— START MATERIALS PROVIDED —

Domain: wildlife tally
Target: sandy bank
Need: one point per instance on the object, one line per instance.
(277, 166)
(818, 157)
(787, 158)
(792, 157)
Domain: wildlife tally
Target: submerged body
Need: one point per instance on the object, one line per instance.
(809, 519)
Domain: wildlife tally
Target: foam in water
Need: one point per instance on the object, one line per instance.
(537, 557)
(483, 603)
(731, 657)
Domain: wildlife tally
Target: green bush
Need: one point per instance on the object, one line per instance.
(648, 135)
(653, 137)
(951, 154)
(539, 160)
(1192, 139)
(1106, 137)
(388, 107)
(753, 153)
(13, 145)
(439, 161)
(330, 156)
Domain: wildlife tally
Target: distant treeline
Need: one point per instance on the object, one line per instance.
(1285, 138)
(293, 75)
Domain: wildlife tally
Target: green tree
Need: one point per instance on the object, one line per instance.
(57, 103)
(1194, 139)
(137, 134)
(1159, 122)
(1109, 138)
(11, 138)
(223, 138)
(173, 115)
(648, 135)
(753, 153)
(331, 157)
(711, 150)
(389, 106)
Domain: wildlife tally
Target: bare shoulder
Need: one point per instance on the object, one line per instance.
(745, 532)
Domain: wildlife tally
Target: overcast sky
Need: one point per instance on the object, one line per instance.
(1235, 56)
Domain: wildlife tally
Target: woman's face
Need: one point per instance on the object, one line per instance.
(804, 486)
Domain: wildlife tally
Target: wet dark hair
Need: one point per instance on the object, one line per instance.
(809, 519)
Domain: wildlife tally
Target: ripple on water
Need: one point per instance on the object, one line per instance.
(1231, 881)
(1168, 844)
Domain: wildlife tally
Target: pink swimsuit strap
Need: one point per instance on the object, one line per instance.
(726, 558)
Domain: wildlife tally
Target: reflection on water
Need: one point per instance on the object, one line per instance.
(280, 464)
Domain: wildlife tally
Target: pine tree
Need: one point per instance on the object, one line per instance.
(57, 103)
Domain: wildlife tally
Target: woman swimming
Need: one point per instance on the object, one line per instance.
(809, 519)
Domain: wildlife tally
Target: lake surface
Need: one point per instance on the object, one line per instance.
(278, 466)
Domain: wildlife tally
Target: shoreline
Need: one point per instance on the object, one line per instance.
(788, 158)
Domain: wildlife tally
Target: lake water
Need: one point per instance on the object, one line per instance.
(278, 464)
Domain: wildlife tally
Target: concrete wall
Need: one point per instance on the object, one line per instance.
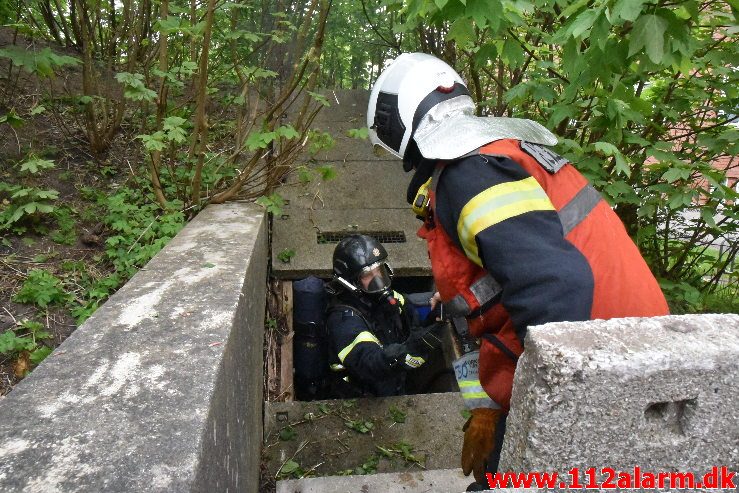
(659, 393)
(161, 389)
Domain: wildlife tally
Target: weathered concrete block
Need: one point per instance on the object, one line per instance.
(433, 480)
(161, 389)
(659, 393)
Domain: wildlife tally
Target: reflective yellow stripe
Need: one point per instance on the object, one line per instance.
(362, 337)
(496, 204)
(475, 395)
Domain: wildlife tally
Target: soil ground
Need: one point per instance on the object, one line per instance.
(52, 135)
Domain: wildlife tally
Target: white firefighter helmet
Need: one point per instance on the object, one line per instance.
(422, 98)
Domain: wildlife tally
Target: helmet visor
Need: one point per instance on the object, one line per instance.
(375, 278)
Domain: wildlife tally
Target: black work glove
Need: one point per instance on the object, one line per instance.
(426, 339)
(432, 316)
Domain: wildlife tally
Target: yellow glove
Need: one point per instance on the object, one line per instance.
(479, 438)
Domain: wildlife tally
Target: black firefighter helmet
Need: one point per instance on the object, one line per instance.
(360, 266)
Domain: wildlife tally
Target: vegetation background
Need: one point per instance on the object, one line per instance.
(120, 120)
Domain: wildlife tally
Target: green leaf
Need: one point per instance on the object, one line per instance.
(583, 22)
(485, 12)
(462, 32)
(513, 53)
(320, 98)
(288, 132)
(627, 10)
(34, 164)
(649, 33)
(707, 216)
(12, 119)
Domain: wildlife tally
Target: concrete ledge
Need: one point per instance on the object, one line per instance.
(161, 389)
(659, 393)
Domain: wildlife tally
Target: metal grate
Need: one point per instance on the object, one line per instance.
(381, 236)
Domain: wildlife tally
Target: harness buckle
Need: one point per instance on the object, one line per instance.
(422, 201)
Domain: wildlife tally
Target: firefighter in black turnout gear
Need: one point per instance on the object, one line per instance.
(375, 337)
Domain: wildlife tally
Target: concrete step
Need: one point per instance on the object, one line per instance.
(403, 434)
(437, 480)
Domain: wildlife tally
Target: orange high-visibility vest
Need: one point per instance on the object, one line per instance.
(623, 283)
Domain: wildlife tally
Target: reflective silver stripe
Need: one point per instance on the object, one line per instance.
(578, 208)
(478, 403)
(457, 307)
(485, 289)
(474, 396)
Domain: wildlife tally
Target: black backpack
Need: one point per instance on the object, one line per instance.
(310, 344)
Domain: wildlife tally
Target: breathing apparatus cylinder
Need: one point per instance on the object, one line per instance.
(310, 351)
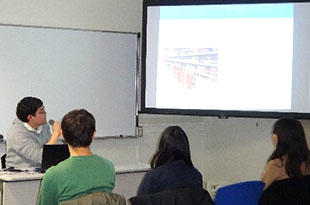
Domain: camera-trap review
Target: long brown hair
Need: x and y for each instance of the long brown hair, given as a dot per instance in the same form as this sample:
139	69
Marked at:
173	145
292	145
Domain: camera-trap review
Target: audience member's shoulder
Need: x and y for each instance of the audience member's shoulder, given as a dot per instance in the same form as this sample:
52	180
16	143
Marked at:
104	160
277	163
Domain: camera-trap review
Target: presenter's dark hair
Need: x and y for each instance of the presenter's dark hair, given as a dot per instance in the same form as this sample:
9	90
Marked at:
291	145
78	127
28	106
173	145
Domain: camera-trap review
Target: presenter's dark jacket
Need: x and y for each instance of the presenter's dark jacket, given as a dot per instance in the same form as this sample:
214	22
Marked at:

— END MATERIALS PROVIDED —

» EXERCISE DETAILS:
Transcribe the preceding listing in its entirety and with exact wording, leaving out pictures.

» FINISHED TASK:
Domain: wildlife tally
Target: sandy bank
Need: one point per instance on the object, one line per instance.
(277, 166)
(818, 157)
(787, 158)
(792, 157)
Domain: wildlife tally
Target: submerged body
Need: one point per instance on the object, one line per instance.
(809, 519)
Domain: wildlife tally
Target: foam in water
Need: one point per instance on the object, one line per instance.
(537, 557)
(483, 603)
(731, 657)
Domain: wildlife tally
Target: green bush
Need: one point per instance on the object, one line per instance.
(648, 135)
(653, 137)
(951, 154)
(539, 160)
(1192, 139)
(1106, 137)
(388, 107)
(753, 153)
(13, 145)
(439, 161)
(330, 156)
Domain: wildlife tally
Target: distant treeline
Need: one point per instance on the object, one line per instance.
(1285, 138)
(293, 75)
Domain: wildlife tally
Target: green tree
Need: one point per instance on the object, one line per instance.
(57, 103)
(1194, 139)
(137, 134)
(1159, 122)
(1109, 138)
(11, 138)
(223, 138)
(173, 115)
(648, 135)
(753, 153)
(331, 157)
(711, 150)
(389, 106)
Domain: wildlife tally
Target: bare shoulder
Need: one point per instance on the object, one line per instance.
(745, 532)
Domain: wildlife tally
Target: overcast sky
Need: one point per instance on the object, one line per instance.
(1235, 56)
Domain: wildlife tally
Target: woman's face
Need: one point per instance on the object, one line per instance.
(804, 486)
Domain: wildlife tally
Target: wet dark hair
Need: one point per instance on the object, one line per instance.
(809, 519)
Domain: wildlife tally
Target: ripple on water
Need: one point per instance on the object, one line per instance.
(1231, 881)
(1168, 844)
Domain: wildlife tally
Target: pink swimsuit strap
Need: one point per instance on the object, one line per instance.
(726, 558)
Domain: wildlife tally
Target: reflection on water
Need: one point per instance on the object, one line per instance.
(280, 464)
Domain: wildlife tally
Target: pine tree
Need: one point per instance on the object, one line per instance.
(57, 103)
Domain: wildlife tally
Target: woman swimming
Need: one point per instance on the object, one line per instance.
(809, 519)
Domain: wildlife tally
Target: lake surface
Need: one point per instance on the object, one line per instance.
(278, 466)
Domain: wildlife tally
Target: shoreline
Need: one point per instance on the object, one line per instance.
(788, 158)
Domain: wildlife tally
Target: lake water
Need: one point per instance on the object, one line per instance.
(278, 464)
Domain: wildlife tally
Target: concrete wall
Need: one point per instance on the object, one line per instance.
(659, 393)
(161, 389)
Domain: wildlife tally
Target: weathered concrete block
Need: one point per instance on the object, one line per instance.
(433, 480)
(161, 389)
(659, 393)
Domain: wildlife tally
Target: reflective yellow stripe
Need: one point per instance on the object, one line per instance.
(362, 337)
(496, 204)
(475, 395)
Domain: wildlife tally
Target: soil ground
Need: one point per instance on the object, one line per instance.
(52, 135)
Domain: wildlife tally
Target: white firefighter helmet
Need: one point per instance on the object, one line per instance.
(422, 98)
Domain: wildlife tally
Target: helmet visor
Need: one point per instance on the object, one line per instance.
(375, 278)
Domain: wildlife tally
Target: black work glove
Need: one point per instance on the object, one line per instance.
(426, 339)
(432, 316)
Domain: wildlife tally
Target: yellow glove
Need: one point per instance on the object, one line per instance.
(479, 438)
Domain: wildlife tally
Target: black firefighter helmet
Need: one point per instance on the object, one line per instance.
(360, 266)
Domain: wildlife tally
Target: vegetation background
Need: one point per instance on the object, one line per instance.
(120, 120)
Domain: wildlife tally
Target: green leaf
Need: one point per instance on the object, one line per instance.
(583, 22)
(485, 12)
(462, 32)
(513, 53)
(320, 98)
(288, 132)
(627, 10)
(34, 164)
(649, 33)
(707, 216)
(12, 119)
Domain: wildlife tally
Target: concrete ledge
Need: one point per instance on the object, one line per instance.
(161, 389)
(659, 393)
Domain: wildlife tally
Target: metal grate
Need: one point per instance on the object, one line per instance.
(381, 236)
Domain: wildlife tally
Target: harness buckle
Need: one point per instance on the object, one line per instance.
(422, 201)
Domain: wildlife tally
Target: firefighter in black turnout gear
Need: one point per instance on the object, one line per instance.
(375, 337)
Domain: wildlife tally
Target: concrete step
Need: one point per instance on the object, one line per instance.
(403, 434)
(437, 480)
Domain: wildlife tally
Target: orange high-visibility vest
Need: one point per instance on the object, one line per instance.
(623, 283)
Domain: wildlife tally
Target: reflective silver stripe
Need: one point per instance on the object, one line per instance.
(578, 208)
(478, 403)
(457, 307)
(485, 289)
(474, 396)
Domain: wildlife tally
Target: black backpack
Need: one point per instance on the object, one line per instance.
(310, 344)
Domain: wildlife tally
Target: breathing apparatus cylinder
Need: one point per instance on the object, one line per instance.
(310, 351)
Domain: camera-trap review
Target: long brown hair
Need: x and y for each instance of the long brown hair, given as a dot per instance in the same form as this sample:
139	69
Marked at:
173	145
292	145
Domain: camera-trap review
Target: audience member's shoulder
Need: x and y for each instance of the audience member's shoulder, given as a dot per instance in the same form as this sample:
52	180
16	143
Marked at:
104	160
277	163
Domain: camera-trap review
Target: presenter's dark hair
Need: x and y for each instance of the presenter's dark hair, given as a dot per instance in the same form as this sample:
9	90
Marked at:
291	145
78	127
28	106
173	145
Domain: camera-trap review
Target: presenter's dark jacket
Need: x and y for each instance of the presenter's dark jacket, given as a dot per instance in the same form as this sample:
214	22
Marked at:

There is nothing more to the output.